◆ **What is required**:
Convert everything from the line containing "### Model Card — Visual Grounding" down to the line containing "xmin=291 ymin=123 xmax=308 ymax=181", both included, into a two-column CSV headed input_text and expected_output, one row per record. Put each value in a single quoted field with line breaks replaced by spaces, and leave the pictures out.

◆ **Records to process**:
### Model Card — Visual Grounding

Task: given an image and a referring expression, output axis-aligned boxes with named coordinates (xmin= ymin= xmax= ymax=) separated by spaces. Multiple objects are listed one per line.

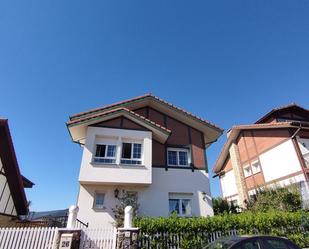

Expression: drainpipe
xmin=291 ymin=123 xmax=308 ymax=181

==

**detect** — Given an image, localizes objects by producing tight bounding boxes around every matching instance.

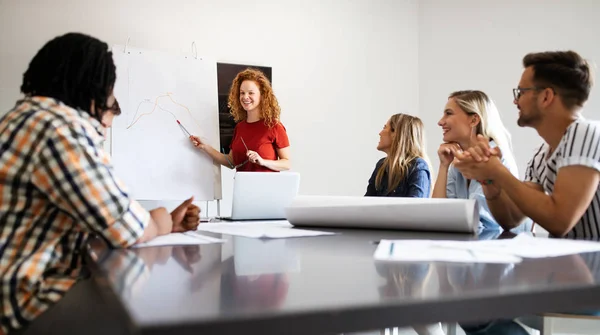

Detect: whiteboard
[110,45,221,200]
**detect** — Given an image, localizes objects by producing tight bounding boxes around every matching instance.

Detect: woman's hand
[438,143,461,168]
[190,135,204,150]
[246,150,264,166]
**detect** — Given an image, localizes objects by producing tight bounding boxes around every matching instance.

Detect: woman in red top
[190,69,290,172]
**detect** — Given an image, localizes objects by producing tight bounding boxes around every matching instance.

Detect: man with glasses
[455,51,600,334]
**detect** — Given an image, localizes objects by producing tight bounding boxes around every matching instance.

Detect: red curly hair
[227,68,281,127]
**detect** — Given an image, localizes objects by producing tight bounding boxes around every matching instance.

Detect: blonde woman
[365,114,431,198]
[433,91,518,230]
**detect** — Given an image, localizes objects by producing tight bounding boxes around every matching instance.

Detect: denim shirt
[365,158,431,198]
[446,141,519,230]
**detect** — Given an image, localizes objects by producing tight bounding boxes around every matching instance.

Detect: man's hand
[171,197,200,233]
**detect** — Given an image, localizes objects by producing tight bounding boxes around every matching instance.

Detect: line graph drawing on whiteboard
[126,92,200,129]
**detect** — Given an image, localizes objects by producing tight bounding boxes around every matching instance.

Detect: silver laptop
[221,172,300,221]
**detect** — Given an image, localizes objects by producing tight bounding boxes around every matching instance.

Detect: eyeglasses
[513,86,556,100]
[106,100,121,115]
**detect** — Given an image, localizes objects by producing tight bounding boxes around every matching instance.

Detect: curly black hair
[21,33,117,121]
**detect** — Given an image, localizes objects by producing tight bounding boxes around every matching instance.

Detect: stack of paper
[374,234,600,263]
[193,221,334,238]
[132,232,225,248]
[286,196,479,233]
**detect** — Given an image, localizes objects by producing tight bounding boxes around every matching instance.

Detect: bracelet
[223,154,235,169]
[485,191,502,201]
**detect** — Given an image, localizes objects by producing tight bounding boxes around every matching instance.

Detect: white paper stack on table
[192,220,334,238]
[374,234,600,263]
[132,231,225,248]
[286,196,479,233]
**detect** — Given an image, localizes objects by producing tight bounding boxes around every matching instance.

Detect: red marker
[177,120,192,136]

◆ **Full output**:
input_text,expected_output
"### Model Card — Visual Grounding Task: given an image and a referring expression, output axis-aligned boxes with named coordinates (xmin= ymin= xmax= ymax=) separated by spaces. Multiple objects are listed one per line. Expression: drainpipe","xmin=291 ymin=123 xmax=308 ymax=181"